Selected extract
————

Canaccord Genuity Corp. may be retained as a sponsor in connection with the
proposed Transaction. An agreement to sponsor should not be construed as any
assurance with respect to the merits of the Transaction or its likely
completion.


Proposed transaction with Global Min-Metal Holdings SA

Oakmont Capital Corp. also announces today that it has terminated its previously
announced Proposed Transaction with Global Min-Metal Holdings SA.


About the Company

Oakmont was incorporated under the provisions of the Business Corporations Act
(British Columbia) on March 30, 2010, and is classified as a "capital pool
company" as defined in the TSX Venture Exchange Policy 2.4. The Company was
listed on the TSX Venture Exchange on June 21, 2011 and the current directors of
the Company are Fraser Atkinson, Mark Achtemichuk, Malcolm Clay and Theo
Sanidas. To date, Oakmont has been engaged in the business of identifying a QT.


On behalf of the board of directors of OAKMONT CAPITAL CORP.

Fraser Atkinson, Chief Executive Officer, Chairman and Director

Disclaimer for Forward-Looking Information

This press release contains forward-looking information within the meaning of
Canadian securities laws. Such information includes, without limitation,
information regarding the completion of the proposed acquisition of 0939181 B.C.
Ltd., the concurrent private placement; and the anticipated business plan of
Oakmont subsequent to completion of the Transaction. Although Oakmont believes
that such information is reasonable, it can give no assurance that such
expectations will prove to be correct.

————

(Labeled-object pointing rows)
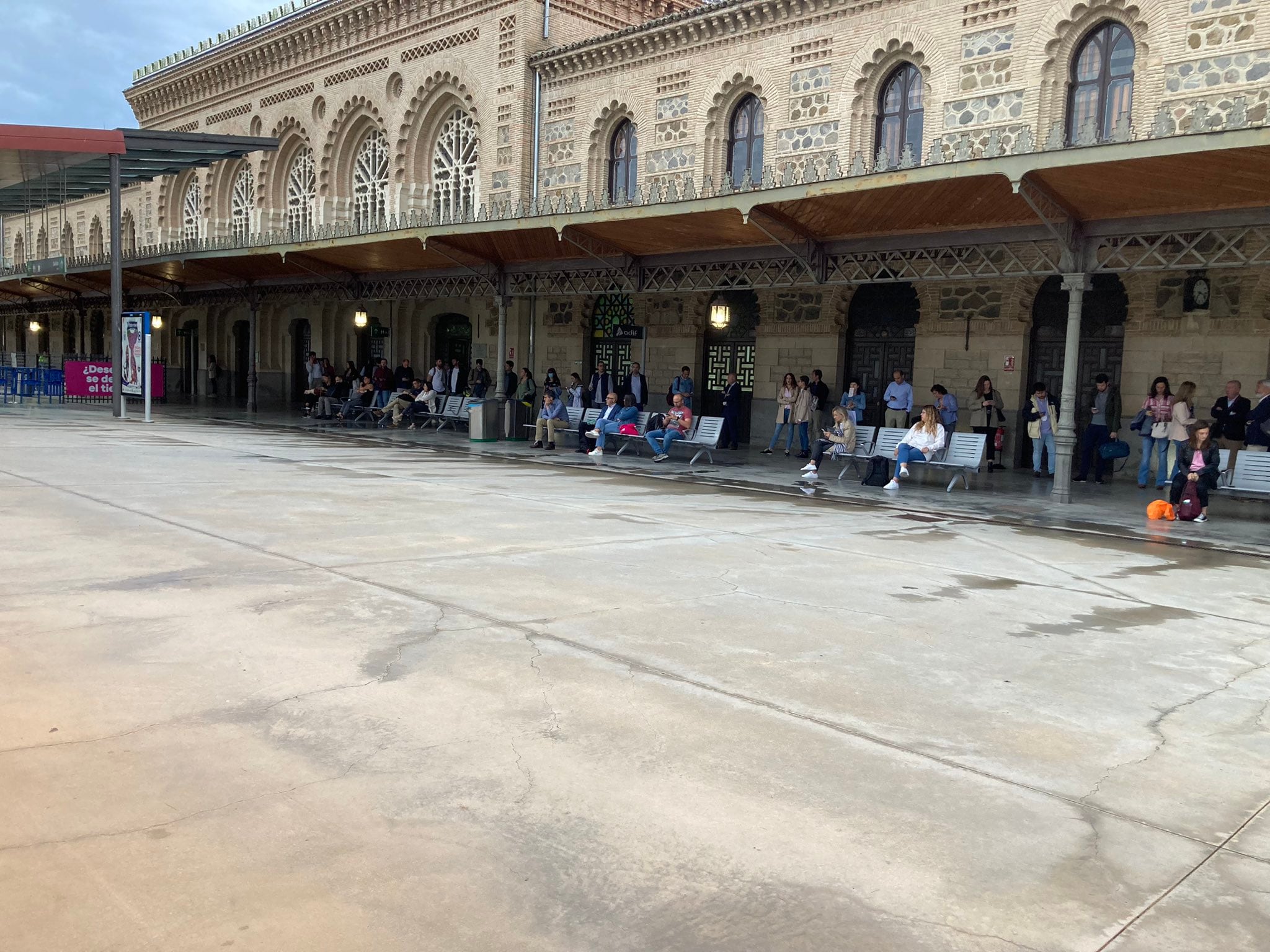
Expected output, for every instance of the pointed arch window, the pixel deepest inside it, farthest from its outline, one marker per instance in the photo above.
(746, 140)
(901, 113)
(192, 213)
(128, 234)
(242, 202)
(454, 168)
(623, 162)
(301, 190)
(371, 182)
(1101, 83)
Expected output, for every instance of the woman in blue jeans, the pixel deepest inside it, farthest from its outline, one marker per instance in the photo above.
(1155, 432)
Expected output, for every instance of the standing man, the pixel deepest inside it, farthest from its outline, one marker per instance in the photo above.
(730, 434)
(1258, 436)
(900, 400)
(456, 377)
(601, 385)
(819, 400)
(1231, 419)
(637, 385)
(478, 380)
(404, 376)
(384, 382)
(682, 385)
(1104, 427)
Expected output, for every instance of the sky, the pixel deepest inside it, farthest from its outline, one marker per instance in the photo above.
(68, 63)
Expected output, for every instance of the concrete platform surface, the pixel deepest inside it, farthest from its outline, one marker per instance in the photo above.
(272, 691)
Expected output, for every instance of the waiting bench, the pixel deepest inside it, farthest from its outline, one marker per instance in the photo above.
(1251, 474)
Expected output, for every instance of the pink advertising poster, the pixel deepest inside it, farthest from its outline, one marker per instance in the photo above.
(92, 379)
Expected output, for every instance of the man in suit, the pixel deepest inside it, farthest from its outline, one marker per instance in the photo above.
(610, 413)
(637, 385)
(601, 385)
(730, 413)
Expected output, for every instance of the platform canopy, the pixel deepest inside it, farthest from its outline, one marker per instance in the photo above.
(45, 165)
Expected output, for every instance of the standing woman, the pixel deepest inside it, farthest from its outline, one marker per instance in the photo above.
(987, 413)
(1158, 408)
(1201, 464)
(785, 397)
(802, 414)
(1183, 415)
(575, 390)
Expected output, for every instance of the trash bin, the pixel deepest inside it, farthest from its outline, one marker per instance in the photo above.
(516, 415)
(483, 420)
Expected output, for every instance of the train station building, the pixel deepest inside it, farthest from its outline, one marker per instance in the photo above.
(948, 188)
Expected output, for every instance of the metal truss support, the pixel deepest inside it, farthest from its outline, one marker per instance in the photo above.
(801, 243)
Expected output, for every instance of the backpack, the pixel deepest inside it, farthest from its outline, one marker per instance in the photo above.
(879, 471)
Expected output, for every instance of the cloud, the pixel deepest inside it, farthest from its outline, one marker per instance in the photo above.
(68, 61)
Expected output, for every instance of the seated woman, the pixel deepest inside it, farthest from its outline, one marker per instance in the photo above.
(628, 414)
(923, 439)
(838, 441)
(1198, 464)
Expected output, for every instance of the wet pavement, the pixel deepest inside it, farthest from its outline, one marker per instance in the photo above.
(277, 690)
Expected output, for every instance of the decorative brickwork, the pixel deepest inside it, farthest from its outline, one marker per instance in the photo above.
(294, 93)
(436, 46)
(228, 115)
(366, 69)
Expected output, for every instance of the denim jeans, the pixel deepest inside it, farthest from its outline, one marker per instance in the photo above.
(910, 455)
(1095, 436)
(1161, 447)
(660, 439)
(1183, 446)
(1046, 441)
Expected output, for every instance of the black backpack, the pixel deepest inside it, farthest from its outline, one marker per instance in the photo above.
(879, 471)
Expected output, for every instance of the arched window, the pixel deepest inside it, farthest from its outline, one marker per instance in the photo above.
(371, 182)
(1101, 90)
(900, 113)
(454, 168)
(301, 188)
(623, 162)
(128, 234)
(242, 202)
(746, 140)
(192, 213)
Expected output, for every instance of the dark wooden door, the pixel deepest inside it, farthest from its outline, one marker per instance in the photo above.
(721, 359)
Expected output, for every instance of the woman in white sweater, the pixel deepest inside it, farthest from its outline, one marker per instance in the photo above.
(922, 441)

————

Exercise tasks
1) According to the press release, on what date was Oakmont listed on the TSX Venture Exchange?
2) Repeat word for word the portion of the press release starting at "This press release" and ending at "of 0939181 B.C.".
Answer using only the press release, not the rows.

Results for each task
1) June 21, 2011

2)
This press release contains forward-looking information within the meaning of
Canadian securities laws. Such information includes, without limitation,
information regarding the completion of the proposed acquisition of 0939181 B.C.